**GOAL:** Output every row below verbatim, with no change to any character, space, or line break.

**ENTRIES SUPPLIED:**
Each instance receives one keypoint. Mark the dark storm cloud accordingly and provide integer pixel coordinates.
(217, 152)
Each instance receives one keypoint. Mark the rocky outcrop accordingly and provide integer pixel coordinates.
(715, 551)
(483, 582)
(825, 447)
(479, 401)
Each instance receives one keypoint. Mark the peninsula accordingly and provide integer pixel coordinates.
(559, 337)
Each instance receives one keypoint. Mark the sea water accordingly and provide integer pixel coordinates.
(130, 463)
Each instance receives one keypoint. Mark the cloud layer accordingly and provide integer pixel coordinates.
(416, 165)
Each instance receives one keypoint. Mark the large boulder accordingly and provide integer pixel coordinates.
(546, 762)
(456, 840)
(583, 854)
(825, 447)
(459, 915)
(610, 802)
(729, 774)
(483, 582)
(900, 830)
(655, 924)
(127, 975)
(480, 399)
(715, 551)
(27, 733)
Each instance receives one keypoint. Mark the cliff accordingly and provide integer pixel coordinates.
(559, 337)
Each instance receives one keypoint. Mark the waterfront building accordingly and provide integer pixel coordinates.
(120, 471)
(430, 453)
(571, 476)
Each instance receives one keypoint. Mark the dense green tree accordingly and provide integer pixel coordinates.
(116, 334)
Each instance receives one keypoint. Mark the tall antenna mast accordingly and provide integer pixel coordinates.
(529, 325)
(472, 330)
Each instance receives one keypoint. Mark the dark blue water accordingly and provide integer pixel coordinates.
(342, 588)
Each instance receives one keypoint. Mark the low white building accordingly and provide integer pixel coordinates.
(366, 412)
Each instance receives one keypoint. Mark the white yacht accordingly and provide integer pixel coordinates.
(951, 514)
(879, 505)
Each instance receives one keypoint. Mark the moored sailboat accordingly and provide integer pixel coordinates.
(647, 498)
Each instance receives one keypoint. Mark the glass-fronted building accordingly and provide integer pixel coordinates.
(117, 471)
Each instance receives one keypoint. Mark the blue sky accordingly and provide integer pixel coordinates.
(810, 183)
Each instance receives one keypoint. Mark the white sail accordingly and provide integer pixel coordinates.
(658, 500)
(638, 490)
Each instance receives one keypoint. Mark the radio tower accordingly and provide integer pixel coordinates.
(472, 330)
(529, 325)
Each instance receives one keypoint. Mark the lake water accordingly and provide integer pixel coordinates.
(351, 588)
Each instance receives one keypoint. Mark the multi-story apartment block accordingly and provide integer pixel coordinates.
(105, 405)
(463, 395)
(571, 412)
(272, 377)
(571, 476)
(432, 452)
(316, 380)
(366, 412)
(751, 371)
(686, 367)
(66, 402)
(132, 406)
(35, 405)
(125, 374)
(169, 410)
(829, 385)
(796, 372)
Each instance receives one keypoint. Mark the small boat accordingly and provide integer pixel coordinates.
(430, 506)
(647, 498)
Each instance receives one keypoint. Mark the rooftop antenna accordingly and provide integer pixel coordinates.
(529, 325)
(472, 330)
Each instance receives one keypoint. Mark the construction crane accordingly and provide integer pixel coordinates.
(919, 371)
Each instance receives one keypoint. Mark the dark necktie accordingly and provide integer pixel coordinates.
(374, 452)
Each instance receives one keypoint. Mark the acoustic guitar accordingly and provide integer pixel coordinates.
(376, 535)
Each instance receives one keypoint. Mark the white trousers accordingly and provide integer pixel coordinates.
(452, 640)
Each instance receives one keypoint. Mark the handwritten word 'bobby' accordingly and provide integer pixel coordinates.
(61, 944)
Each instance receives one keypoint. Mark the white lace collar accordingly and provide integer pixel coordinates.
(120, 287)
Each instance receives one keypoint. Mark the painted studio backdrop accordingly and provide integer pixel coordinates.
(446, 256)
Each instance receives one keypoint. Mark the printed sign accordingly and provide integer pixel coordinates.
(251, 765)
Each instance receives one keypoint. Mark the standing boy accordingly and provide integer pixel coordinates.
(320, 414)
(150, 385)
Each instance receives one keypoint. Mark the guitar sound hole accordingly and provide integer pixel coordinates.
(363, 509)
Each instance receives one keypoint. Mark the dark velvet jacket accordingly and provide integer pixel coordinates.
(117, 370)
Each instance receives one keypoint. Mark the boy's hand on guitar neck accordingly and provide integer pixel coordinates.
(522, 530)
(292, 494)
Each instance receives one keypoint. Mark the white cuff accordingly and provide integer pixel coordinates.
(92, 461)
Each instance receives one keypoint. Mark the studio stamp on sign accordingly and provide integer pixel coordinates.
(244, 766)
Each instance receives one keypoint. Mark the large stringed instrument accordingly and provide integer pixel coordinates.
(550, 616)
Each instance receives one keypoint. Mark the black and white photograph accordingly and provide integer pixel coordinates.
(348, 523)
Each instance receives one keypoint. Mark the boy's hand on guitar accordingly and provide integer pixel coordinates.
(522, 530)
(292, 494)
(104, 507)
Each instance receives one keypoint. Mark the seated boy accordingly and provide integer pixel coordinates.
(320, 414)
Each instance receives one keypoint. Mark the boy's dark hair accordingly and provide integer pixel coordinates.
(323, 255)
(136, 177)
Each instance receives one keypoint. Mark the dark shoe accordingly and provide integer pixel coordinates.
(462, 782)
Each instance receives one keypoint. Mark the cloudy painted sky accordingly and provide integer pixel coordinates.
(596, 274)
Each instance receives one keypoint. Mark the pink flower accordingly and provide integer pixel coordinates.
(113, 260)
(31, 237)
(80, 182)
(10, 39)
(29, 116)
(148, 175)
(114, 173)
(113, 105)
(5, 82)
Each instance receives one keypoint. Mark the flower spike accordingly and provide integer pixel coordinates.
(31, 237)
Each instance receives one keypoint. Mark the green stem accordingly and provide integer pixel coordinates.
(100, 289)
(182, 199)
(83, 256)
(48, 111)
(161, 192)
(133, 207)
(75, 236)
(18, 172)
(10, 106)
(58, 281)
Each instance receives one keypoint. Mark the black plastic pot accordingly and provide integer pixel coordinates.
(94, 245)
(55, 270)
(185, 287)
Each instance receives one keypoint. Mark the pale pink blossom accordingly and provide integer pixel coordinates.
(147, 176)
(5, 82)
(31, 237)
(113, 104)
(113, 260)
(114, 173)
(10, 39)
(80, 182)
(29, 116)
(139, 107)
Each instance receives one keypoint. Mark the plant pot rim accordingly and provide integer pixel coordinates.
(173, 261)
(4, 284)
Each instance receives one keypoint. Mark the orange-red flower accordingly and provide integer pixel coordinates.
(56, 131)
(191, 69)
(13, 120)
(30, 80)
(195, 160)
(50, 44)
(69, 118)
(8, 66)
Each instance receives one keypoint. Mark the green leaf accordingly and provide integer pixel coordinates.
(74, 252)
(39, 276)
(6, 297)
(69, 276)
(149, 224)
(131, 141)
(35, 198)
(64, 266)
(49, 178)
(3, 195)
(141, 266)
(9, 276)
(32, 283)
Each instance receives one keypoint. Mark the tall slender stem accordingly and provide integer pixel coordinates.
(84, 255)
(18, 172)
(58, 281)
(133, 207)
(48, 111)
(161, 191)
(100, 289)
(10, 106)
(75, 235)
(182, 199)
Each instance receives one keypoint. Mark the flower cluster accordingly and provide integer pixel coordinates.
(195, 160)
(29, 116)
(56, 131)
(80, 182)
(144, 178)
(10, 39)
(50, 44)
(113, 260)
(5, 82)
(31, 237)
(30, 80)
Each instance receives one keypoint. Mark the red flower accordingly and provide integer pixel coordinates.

**REPLY:**
Each instance receives one keypoint. Mark the dark storm cloud accordingly and provide integer pixel coordinates.
(217, 152)
Each instance receives one keypoint. Mark the rocky outcrop accordingly and provide integer pixel coordinates.
(715, 551)
(483, 582)
(825, 447)
(479, 401)
Each instance receives one keypoint. Mark the peninsula accordingly and provide integer pixel coordinates.
(559, 337)
Each instance receives one keypoint. Mark the sea water accordingly and provide integer pixel coordinates.
(130, 463)
Each instance receives one keypoint. Mark the cloud layer accordingly and provide integer pixel coordinates.
(416, 165)
Each instance receives one keypoint. Mark the large boulder accordingly and provide integer pixel coordinates.
(546, 762)
(456, 840)
(583, 854)
(825, 447)
(459, 915)
(610, 802)
(729, 774)
(483, 582)
(900, 830)
(655, 924)
(127, 975)
(480, 399)
(715, 551)
(27, 733)
Each instance receives one keypoint. Mark the cliff accordingly and provide integer pixel coordinates.
(559, 337)
Each instance receives one keypoint. Mark the waterfront building accordingly and provide integer pixel coordinates.
(120, 471)
(430, 453)
(571, 476)
Each instance receives one keypoint. Mark the dense green tree accordingly and provide integer pixel coordinates.
(116, 334)
Each instance receives one keypoint. Mark the tall antenna mast accordingly and provide integer pixel coordinates.
(529, 325)
(472, 330)
Each instance receives one keypoint. Mark the dark blue water accordingly and provide integer pixel coordinates.
(342, 588)
Each instance receives one keypoint. Mark the low white building accordingly and provide integer pixel coordinates.
(366, 412)
Each instance receives one keypoint. Mark the white yacht accordingly and provide integer pixel coordinates.
(951, 514)
(879, 505)
Each instance receives one keypoint. Mark the moored sailboat accordingly and provide integer pixel coordinates.
(647, 498)
Each instance receives one keypoint. Mark the glass-fronted building accordingly and provide integer pixel coordinates.
(117, 471)
Each instance receives one keypoint. Mark the blue sky accordingly and provide integer pixel coordinates.
(810, 183)
Each instance receives one keypoint. Mark the white sail accordingly and provide integer pixel coordinates.
(658, 500)
(638, 490)
Each instance receives one keypoint. Mark the radio tower accordingly and provide integer pixel coordinates.
(472, 330)
(529, 325)
Each instance receives one keypoint. Mark the lake water accordingly and provide integer pixel coordinates.
(351, 588)
Each instance receives one keypoint. Mark the multi-story apartment block accordingly and provide integer pixel coordinates.
(105, 405)
(463, 395)
(571, 412)
(272, 377)
(571, 476)
(432, 452)
(316, 380)
(366, 412)
(751, 371)
(686, 367)
(66, 402)
(132, 406)
(35, 405)
(125, 374)
(169, 410)
(829, 385)
(796, 372)
Each instance receives one keypoint. Mark the small boat accordingly and provide integer pixel coordinates.
(430, 506)
(647, 498)
Each instance receives one keypoint. Mark the rooftop antenna accordingly and provide integer pixel coordinates.
(529, 325)
(472, 330)
Each instance receives one keypoint. Mark the construction crane accordingly and provide integer pixel coordinates.
(919, 371)
Each instance receives one keypoint. Mark the dark necktie accordingly and provide integer pixel coordinates.
(374, 452)
Each instance receives one keypoint. Mark the acoustic guitar accordingly and provide integer pixel coordinates.
(376, 535)
Each instance receives one keypoint. Mark the white trousers accordingly and provide integer pixel coordinates.
(452, 640)
Each instance receives one keypoint. Mark the handwritten word 'bobby' accordingly and provide integer pixel coordinates.
(61, 944)
Each instance receives one keypoint. Mark the white lace collar accordingly and provide integer pixel coordinates.
(120, 287)
Each instance receives one keypoint. Mark the painted studio backdrop accordingly and provide integer pixel coordinates.
(446, 256)
Each instance receives one keypoint. Mark the printed sign accordingly and provide integer pixel coordinates.
(251, 765)
Each instance receives one keypoint. Mark the standing boy accordingly and provide integer pixel coordinates.
(320, 414)
(150, 385)
Each instance receives one keypoint. Mark the guitar sound hole accordingly and provide integer pixel coordinates.
(363, 509)
Each instance receives one keypoint. Mark the dark velvet jacket accordingly and provide integer pixel coordinates.
(117, 370)
Each instance receives one keypoint. Mark the boy's hand on guitar neck accordingly and provide integer pixel coordinates.
(522, 530)
(292, 494)
Each instance receives one keypoint. Mark the white cuff accordingly and provide integer pixel coordinates.
(92, 461)
Each instance receives one keypoint. Mark the studio stamp on sign accordingly and provide integer pixel coordinates.
(244, 766)
Each instance receives one keypoint. Mark the large stringed instrument accordingly and provide integer pixel coordinates.
(550, 616)
Each instance receives one keypoint. Mark the black and white photograph accordingly and provide integer pixel coordinates.
(348, 523)
Each instance receives one keypoint. Mark the boy's hand on guitar accordingly and provide integer pixel coordinates.
(522, 530)
(292, 494)
(104, 507)
Each instance receives one keypoint. Mark the seated boy accordingly and provide integer pixel coordinates.
(320, 414)
Each instance receives one keypoint. Mark the boy's dark hair accordingly and provide integer pixel coordinates.
(323, 255)
(136, 177)
Each instance receives one keypoint. Mark the dark shoe accordingly and provide integer pixel coordinates.
(462, 782)
Each instance receives one keypoint. Mark the cloudy painted sky accordingly and provide integer pixel coordinates.
(596, 274)
Each instance receives one keypoint. Mark the pink flower accordingly and provide integer pixel coordinates.
(113, 260)
(31, 237)
(80, 182)
(10, 39)
(29, 116)
(148, 175)
(114, 173)
(113, 105)
(5, 82)
Each instance receives one keypoint. Mark the flower spike accordingly and provide integer pixel coordinates.
(31, 237)
Each instance receives one keypoint. Mark the green stem accordingly and provide integer pixel coordinates.
(100, 289)
(182, 199)
(83, 256)
(48, 111)
(161, 192)
(133, 207)
(75, 236)
(18, 172)
(10, 106)
(58, 281)
Each instance receives one keypoint. Mark the black plastic pot accordingly and provide integer pixel coordinates.
(94, 245)
(55, 270)
(185, 287)
Each instance receives one keypoint. Mark the pale pink blossom accordingly and provide integer pixel coordinates.
(147, 176)
(5, 82)
(31, 237)
(113, 104)
(113, 260)
(114, 173)
(10, 39)
(80, 182)
(29, 116)
(139, 107)
Each instance receives one keypoint. Mark the plant pot rim accordingly and provide integer pixel coordinates.
(173, 261)
(4, 284)
Each instance receives one keypoint. Mark the orange-red flower accordingly and provide integer pixel coordinates.
(56, 131)
(191, 69)
(13, 120)
(30, 80)
(195, 160)
(50, 44)
(69, 118)
(8, 66)
Each instance receives one keypoint. Mark the green leaf accordingly and provide integer pixel coordinates.
(74, 252)
(39, 276)
(6, 297)
(69, 276)
(149, 224)
(131, 141)
(35, 198)
(64, 266)
(49, 178)
(3, 195)
(141, 266)
(9, 276)
(32, 283)
Each instance receives one keypoint. Mark the tall slender stem accordingly and provide integer pixel coordinates.
(84, 255)
(18, 172)
(58, 281)
(133, 207)
(48, 111)
(161, 191)
(100, 289)
(10, 106)
(75, 235)
(182, 199)
Each instance receives one keypoint. Mark the flower cluster accordingly and provide integer pixel coordinates.
(195, 160)
(29, 116)
(56, 131)
(80, 182)
(144, 178)
(10, 39)
(50, 44)
(113, 260)
(5, 82)
(31, 237)
(30, 80)
Each instance receives one keypoint. Mark the red flower accordingly and provide integer pixel coordinates.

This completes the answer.